* [Selected extract]
Of the quite small group of surviving documents not yet mentioned, those directly related to the architecture of the pyramid complex have a special significance. These contain very heterogeneous and scrappy information connected, for example, with the regular sealing of doors in individual parts of the temple for purposes of inspection, the checking of possible damage to the temple’s masonry, and other such matters. However fragmentary, this information acquires concrete archaeological importance when set side by side with the temple’s real physical remains as uncovered during excavations. For example, in the papyri of Neferirkare’s temple archive there is an allusion to damage being sustained to the masonry of” the South Barque during a service performed by one of the groups of priests. There is also an even more fragmentary mention of the North Barque. The assumption that two buildings—a South and a North Barque—had existed in the precincts of Neferirkare’s pyramid complex became, at end of the 1970s, the starting-point for interesting archaeological research by the Czech team at Abusir. With the help of geophysical measuring, it proved possible to find and partially uncover the eastern half of a large, boat-shaped building in mud brick that had stood by the south wing of the enclosure wall of the pyramid, and precisely on its north-south axis. The building was originally about 30 meters long and contained a wooden boat in which the dead king could symbolically travel to the other world and join the entourage that accompanied the sun god on his eternal journey across the heavenly ocean. Unfortunately, all that has survived of the barque is moldering dust. The North Barque has not been uncovered, even though knowledge of the principles of Ancient Egyptian building suggests that it was extremely likely to have been situated—entirely symmetrically in relation to the South Barque—by the north enclosure wall of the pyramid.
By a curious coincidence, in 1976, the same year that Posener-Kréger’s book on the temple archives of Neferirkare was published, the Czech archaeological team in Abusir commenced excavation in a small pyramid complex situated about 50 meters south of Neferirkare’s pyramid. Very soon, the complex proved to be the tomb of Neferirkare’s consort Khentkaus II (for further details see Chapter IV). The monument was badly damaged by stone robbers who had quarried away large portions of pyramid and most of a small limestone temple at the foot of the pyramid’s east wall. In the debris filling the open pillared courtyard of the temple other fragments of papyri were found. At first sight, the papyri seemed to be of the same kind as those found just a few meters away, in the southwest storerooms of Neferirkare’s mortuary temple. The remnants of a small wooden chest were found close to the papyri in which the latter may originally have been kept.
Seated scribe writing on a papyrus scroll supported on his skirt, which is stretched tight between his knees. Polychrome limestone, 51 centimeters high. Egyptian Museum in Cairo (no. 36) (photo: Milan Zemina).

* [Exercise requirements]
• 1. Turn the paragraph of the Abusir papyri text that begins "By a curious coincidence" into a short list that keeps its main facts.
• 2. Set down word for word the lines of the records from the line with "of the logo" to the line with "[(166, 401), (408, 461)]", including both of those lines.

* [Data provided]
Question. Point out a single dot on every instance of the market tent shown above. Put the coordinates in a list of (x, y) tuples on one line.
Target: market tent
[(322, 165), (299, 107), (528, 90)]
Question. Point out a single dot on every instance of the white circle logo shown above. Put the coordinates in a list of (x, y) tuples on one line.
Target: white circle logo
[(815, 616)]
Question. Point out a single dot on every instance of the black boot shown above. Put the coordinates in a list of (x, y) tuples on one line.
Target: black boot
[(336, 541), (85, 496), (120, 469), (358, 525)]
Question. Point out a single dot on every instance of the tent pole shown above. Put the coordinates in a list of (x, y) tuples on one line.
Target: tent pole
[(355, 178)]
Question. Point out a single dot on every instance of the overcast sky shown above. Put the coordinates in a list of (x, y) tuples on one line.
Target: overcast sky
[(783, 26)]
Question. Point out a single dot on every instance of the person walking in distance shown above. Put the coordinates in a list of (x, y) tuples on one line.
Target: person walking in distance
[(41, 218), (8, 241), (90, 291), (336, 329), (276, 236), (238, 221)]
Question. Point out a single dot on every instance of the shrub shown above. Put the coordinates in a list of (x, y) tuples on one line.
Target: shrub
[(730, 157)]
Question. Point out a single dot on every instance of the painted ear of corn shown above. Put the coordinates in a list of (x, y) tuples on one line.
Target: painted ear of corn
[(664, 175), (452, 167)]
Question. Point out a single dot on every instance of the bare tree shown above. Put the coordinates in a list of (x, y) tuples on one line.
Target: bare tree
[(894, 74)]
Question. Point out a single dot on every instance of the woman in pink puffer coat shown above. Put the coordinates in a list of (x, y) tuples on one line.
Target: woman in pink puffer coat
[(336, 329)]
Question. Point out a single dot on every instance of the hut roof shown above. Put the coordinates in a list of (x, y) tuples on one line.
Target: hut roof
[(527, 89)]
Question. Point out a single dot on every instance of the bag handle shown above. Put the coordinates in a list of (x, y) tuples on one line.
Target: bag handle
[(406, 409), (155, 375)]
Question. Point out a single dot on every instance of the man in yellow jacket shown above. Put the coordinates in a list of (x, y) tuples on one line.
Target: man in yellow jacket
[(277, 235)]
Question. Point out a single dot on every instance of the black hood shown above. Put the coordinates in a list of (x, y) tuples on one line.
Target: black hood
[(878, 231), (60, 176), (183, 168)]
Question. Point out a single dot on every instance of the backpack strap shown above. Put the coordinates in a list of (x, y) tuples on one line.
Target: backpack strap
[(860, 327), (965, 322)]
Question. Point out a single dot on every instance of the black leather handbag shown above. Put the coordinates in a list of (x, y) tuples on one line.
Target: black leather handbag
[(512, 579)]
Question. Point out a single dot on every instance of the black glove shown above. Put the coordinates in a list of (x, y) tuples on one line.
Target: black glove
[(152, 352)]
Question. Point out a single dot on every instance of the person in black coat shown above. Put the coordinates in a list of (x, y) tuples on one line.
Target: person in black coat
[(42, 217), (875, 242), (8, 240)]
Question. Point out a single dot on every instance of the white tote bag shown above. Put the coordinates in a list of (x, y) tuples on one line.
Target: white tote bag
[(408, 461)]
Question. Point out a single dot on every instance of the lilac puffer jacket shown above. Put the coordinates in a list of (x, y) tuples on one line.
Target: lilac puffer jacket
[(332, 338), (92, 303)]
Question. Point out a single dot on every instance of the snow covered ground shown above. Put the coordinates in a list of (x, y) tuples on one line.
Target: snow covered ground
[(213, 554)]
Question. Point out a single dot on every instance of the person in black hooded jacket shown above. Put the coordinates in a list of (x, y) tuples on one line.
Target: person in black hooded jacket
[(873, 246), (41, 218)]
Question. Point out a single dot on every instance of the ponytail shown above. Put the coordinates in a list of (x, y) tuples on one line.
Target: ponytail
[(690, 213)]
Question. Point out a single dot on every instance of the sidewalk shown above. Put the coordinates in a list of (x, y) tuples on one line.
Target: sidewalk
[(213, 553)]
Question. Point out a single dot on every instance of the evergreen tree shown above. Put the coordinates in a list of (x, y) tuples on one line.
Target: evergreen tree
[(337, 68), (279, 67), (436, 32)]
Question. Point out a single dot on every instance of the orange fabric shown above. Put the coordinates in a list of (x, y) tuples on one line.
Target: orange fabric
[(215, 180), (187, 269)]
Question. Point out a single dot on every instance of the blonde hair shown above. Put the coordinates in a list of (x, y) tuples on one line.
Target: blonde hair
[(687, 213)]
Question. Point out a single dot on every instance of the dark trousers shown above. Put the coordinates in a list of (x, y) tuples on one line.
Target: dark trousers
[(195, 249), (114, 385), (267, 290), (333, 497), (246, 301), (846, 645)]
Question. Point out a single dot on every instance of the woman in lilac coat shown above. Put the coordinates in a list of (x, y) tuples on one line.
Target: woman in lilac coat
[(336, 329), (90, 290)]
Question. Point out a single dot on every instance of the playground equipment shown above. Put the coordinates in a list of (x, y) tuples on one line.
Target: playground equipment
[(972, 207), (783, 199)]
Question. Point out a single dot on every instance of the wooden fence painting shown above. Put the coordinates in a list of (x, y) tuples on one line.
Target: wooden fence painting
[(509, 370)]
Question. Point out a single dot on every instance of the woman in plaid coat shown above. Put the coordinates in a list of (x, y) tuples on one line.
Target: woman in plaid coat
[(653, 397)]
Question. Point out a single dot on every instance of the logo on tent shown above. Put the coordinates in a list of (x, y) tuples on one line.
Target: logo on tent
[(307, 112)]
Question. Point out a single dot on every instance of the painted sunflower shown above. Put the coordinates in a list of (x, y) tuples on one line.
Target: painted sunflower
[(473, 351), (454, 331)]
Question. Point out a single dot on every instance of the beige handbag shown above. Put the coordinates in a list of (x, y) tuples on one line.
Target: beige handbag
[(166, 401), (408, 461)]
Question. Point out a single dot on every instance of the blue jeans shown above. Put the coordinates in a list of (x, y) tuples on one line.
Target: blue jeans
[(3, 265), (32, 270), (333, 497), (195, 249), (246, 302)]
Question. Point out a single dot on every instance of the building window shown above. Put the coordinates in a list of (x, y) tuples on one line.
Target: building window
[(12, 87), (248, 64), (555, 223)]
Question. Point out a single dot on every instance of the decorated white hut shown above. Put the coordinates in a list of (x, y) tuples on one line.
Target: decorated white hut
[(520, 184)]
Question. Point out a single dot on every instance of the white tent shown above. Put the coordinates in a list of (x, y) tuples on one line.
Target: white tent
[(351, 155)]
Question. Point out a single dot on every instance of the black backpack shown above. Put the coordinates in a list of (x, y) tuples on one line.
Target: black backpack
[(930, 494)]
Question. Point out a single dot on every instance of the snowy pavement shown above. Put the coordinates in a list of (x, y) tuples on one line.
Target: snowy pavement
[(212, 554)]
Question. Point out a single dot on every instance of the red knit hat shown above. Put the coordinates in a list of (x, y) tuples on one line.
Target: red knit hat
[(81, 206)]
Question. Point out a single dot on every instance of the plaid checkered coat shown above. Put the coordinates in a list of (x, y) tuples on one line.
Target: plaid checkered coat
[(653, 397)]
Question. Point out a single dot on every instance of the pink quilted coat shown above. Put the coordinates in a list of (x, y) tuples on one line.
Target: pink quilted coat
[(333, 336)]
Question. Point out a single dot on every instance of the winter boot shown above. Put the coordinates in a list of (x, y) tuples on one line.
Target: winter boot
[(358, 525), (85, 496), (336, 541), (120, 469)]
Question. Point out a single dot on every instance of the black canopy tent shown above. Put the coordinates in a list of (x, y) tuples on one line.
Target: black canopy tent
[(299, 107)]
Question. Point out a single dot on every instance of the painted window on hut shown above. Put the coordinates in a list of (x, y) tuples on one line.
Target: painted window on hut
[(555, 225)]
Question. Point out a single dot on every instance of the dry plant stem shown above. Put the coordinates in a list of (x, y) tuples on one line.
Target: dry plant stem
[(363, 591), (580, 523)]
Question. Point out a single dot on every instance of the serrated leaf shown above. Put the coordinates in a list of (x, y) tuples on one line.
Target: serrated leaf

* [Expected responses]
• 1.
- In 1976, the year Posener-Kréger's book on Neferirkare's temple archives was published, the Czech team at Abusir began excavating a small pyramid complex about 50 meters south of Neferirkare's pyramid.
- The complex soon proved to be the tomb of Neferirkare's consort Khentkaus II.
- Stone robbers had badly damaged it. They quarried away large portions of the pyramid and most of a small limestone temple at the foot of its east wall.
- More papyrus fragments were found in the debris of the temple's open pillared courtyard. At first sight they seemed to be of the same kind as those found a few meters away, in the southwest storerooms of Neferirkare's mortuary temple.
- The remnants of a small wooden chest lay close to the papyri and may originally have held them.

• 2.
Question. Point out a single dot on every instance of the logo on tent shown above. Put the coordinates in a list of (x, y) tuples on one line.
Target: logo on tent
[(307, 112)]
Question. Point out a single dot on every instance of the painted sunflower shown above. Put the coordinates in a list of (x, y) tuples on one line.
Target: painted sunflower
[(473, 351), (454, 331)]
Question. Point out a single dot on every instance of the beige handbag shown above. Put the coordinates in a list of (x, y) tuples on one line.
Target: beige handbag
[(166, 401), (408, 461)]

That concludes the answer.